▸ Natural language region descriptions:
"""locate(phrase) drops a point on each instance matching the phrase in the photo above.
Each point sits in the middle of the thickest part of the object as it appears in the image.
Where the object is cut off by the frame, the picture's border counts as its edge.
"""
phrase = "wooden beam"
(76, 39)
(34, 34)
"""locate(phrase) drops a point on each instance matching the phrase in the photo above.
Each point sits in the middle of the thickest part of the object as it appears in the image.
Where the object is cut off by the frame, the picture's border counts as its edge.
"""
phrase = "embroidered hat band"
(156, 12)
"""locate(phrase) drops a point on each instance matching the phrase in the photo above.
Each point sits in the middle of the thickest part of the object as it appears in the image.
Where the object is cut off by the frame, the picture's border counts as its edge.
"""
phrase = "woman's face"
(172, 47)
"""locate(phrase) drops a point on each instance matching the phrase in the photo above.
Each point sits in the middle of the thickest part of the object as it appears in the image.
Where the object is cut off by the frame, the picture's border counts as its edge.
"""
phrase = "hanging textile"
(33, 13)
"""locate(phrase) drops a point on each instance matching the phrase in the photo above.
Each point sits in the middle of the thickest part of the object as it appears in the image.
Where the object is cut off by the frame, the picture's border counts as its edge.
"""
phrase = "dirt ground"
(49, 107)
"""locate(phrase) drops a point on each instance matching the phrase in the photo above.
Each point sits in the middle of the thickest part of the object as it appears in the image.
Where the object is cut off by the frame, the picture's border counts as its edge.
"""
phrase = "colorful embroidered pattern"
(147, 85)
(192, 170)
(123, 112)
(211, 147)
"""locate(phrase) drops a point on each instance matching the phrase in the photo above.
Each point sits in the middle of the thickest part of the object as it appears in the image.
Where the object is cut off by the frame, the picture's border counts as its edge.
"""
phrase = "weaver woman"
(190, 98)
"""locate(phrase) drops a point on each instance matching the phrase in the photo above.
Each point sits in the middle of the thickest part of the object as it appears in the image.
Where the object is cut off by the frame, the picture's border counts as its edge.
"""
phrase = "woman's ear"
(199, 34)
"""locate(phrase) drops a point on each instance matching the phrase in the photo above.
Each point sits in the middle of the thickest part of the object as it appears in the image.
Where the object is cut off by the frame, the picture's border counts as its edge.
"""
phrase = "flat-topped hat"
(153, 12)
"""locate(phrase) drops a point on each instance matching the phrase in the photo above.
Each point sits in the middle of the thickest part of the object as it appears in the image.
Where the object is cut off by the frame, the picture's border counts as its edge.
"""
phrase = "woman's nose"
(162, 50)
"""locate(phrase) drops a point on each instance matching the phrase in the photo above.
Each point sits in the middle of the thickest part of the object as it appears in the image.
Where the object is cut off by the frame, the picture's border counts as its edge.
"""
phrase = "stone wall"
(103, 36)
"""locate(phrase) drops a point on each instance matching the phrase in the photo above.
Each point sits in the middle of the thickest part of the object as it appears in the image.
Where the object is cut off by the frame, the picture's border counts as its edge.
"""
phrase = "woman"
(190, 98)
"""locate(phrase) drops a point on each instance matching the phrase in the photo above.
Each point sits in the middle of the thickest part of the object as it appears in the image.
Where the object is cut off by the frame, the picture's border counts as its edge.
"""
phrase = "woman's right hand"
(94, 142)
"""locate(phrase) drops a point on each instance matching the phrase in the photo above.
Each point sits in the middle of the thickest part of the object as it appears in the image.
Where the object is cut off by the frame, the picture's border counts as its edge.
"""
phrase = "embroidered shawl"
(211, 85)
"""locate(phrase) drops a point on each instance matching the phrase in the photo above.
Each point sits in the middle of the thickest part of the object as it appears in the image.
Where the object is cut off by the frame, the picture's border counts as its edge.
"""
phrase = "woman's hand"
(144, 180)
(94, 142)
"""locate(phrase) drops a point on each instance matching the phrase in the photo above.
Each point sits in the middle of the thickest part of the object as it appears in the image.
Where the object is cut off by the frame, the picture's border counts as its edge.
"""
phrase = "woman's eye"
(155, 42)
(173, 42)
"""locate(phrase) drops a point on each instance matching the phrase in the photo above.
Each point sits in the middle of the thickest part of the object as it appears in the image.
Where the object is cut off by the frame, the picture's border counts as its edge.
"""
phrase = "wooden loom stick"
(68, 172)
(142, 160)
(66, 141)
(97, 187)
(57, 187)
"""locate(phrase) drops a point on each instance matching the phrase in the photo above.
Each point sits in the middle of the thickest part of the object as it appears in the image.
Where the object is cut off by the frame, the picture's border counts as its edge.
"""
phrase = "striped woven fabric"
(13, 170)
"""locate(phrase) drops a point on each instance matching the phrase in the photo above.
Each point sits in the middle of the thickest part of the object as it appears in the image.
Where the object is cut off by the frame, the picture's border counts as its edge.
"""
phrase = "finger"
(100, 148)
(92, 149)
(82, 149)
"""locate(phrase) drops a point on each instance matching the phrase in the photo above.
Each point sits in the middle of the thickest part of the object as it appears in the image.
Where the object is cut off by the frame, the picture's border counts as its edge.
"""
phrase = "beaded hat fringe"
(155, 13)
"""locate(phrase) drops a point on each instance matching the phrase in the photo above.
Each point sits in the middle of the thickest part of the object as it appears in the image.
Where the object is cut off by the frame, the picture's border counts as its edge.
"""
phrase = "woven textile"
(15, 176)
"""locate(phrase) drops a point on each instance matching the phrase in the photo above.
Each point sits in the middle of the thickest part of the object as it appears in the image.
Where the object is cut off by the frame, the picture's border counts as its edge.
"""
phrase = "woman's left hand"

▸ What you should do: Only an exact retyping of the full data will do.

▸ Reply:
"""locate(phrase) drops a point on each instance matching the phrase in the photo above.
Each point sits in the middle of the thickest part of the object as it appears in the image.
Where the object is cut off by the frame, the picture's border counts as its edge.
"""
phrase = "wooden beam"
(76, 39)
(34, 34)
"""locate(phrase) drops a point on each instance matching the phrase in the photo above.
Each point sits in the middle of the thickest part of the object as it appears in the image.
Where the object is cut off by the frame, the picture's border counts as its edge.
"""
phrase = "embroidered hat band"
(156, 12)
"""locate(phrase) drops a point on each instance matching the phrase in the photo above.
Each point sits in the middle of the thickest part of the object as it appears in the image.
Where the object is cut off by the frame, the picture's border counts as its edge.
"""
phrase = "woman's face"
(172, 47)
"""locate(phrase) drops a point on each instance matching the phrase in the photo above.
Each point sits in the middle of the thickest part of the object as it appears in the image.
Where the object is cut off by the frame, the picture's border counts as its edge.
"""
phrase = "hanging textile"
(33, 13)
"""locate(phrase) drops a point on each instance matching the phrase in the photo above.
Each point sits in the middle of the thickest part of the object as it appears in the image.
Where the object is cut off by the frame, the picture's border counts as its edge.
"""
phrase = "dirt ground"
(49, 107)
"""locate(phrase) drops a point on each instance matching the phrase in the photo above.
Each point sits in the middle of the thickest part of the object as it appears in the image.
Where the object is cut off by the frame, the picture's border counts as its edge.
"""
phrase = "colorful embroidered pattern"
(147, 85)
(192, 170)
(123, 112)
(211, 147)
"""locate(phrase) drops a point on each instance matching the phrase in the photo above.
Each point sits in the middle of the thickest part of the object as it appears in the image.
Where the object is cut off by the frame, the picture's border counts as its edge.
"""
phrase = "weaver woman"
(190, 98)
"""locate(phrase) drops a point on each instance matching the phrase in the photo above.
Each point sits in the middle of the thickest part of the object as it appears in the image.
Where the object is cut off by the frame, the picture's border counts as its edge.
"""
phrase = "woman's ear"
(199, 34)
"""locate(phrase) drops a point on each instance matching the phrase in the photo above.
Each point sits in the middle of the thickest part of the object as it appears in the image.
Where the object is cut off by the frame, the picture's border counts as its edge.
"""
phrase = "flat-topped hat"
(153, 12)
"""locate(phrase) drops a point on each instance matching the phrase in the photo above.
Each point sits in the middle of the thickest part of the object as it appears in the image.
Where the object is cut off by the frame, the picture's border counts as its edge.
"""
phrase = "woman's nose"
(162, 50)
"""locate(phrase) drops a point on each instance matching the phrase in the photo above.
Each point sits in the middle of the thickest part of the object as it appears in the image.
Where the object is cut off by the frame, the picture's border counts as its edge.
"""
phrase = "stone wall"
(103, 36)
"""locate(phrase) drops a point on each instance matching the phrase in the photo above.
Each point sits in the middle of the thickest part of the object as it appears in the image.
Where the object is cut off by the frame, the picture's border counts as its edge.
"""
phrase = "woman"
(190, 98)
"""locate(phrase) drops a point on each instance matching the phrase in the photo above.
Each point sits in the middle of the thickest part of the object as it appears in the image.
Where the object is cut off by the frame, the picture's border counts as its edge.
"""
phrase = "woman's right hand"
(94, 142)
"""locate(phrase) drops a point on each instance matching the phrase in the photo above.
Each point sits in the middle of the thickest part of the object as it appears in the image.
Where the object is cut off by the frame, the picture's border counts as its edge.
"""
phrase = "embroidered shawl"
(211, 85)
"""locate(phrase) drops a point on each instance matching the phrase in the photo above.
Each point sits in the middle of the thickest part of the object as it appears in the image.
Where the object is cut off by the frame, the picture's border counts as its edge.
"""
phrase = "woman's hand"
(144, 180)
(94, 142)
"""locate(phrase) drops a point on each instance matching the phrase in the photo above.
Each point sits in the middle of the thickest part of the object as it appears in the image.
Where the object is cut off by the frame, the picture's border counts as its edge.
"""
phrase = "woman's eye"
(155, 42)
(173, 42)
"""locate(phrase) drops a point on each instance matching the phrase in the photo above.
Each point sits in the middle of the thickest part of the object as it appears in the image.
Where the object is cut off by the frame, the picture's border counts as its edge.
"""
phrase = "wooden loom stick"
(68, 172)
(142, 160)
(66, 141)
(97, 187)
(57, 187)
"""locate(phrase) drops a point on each instance matching the phrase in the photo above.
Each point sits in the middle of the thickest part of the object as it appears in the image.
Where the object is cut off by the frame, the picture's border counts as its edge.
"""
phrase = "striped woven fabric"
(13, 170)
"""locate(phrase) drops a point on each instance matching the phrase in the photo above.
Each point sits in the middle of the thickest part of the object as it appears in the image.
Where the object is cut off by the frame, the picture's border counts as its edge.
"""
phrase = "finger"
(100, 148)
(92, 149)
(82, 149)
"""locate(phrase) drops a point on each instance matching the phrase in the photo above.
Each point sits in the middle of the thickest part of the object as it appears in the image.
Where the object is cut off by the frame, the picture's border counts as its edge.
"""
phrase = "beaded hat fringe"
(155, 13)
"""locate(phrase) drops a point on each instance matching the phrase in the photo above.
Each point sits in the middle of the thickest part of the object as it appears in the image.
Where the object is cut off by the frame, the picture's border counts as its edge.
"""
phrase = "woven textile"
(15, 176)
"""locate(phrase) drops a point on each instance matching the phrase in the photo above.
Each point sits in the middle of the thickest part of the object as it appears in the image.
Where the object is cut off by the frame, the picture's border counts as its edge.
"""
phrase = "woman's left hand"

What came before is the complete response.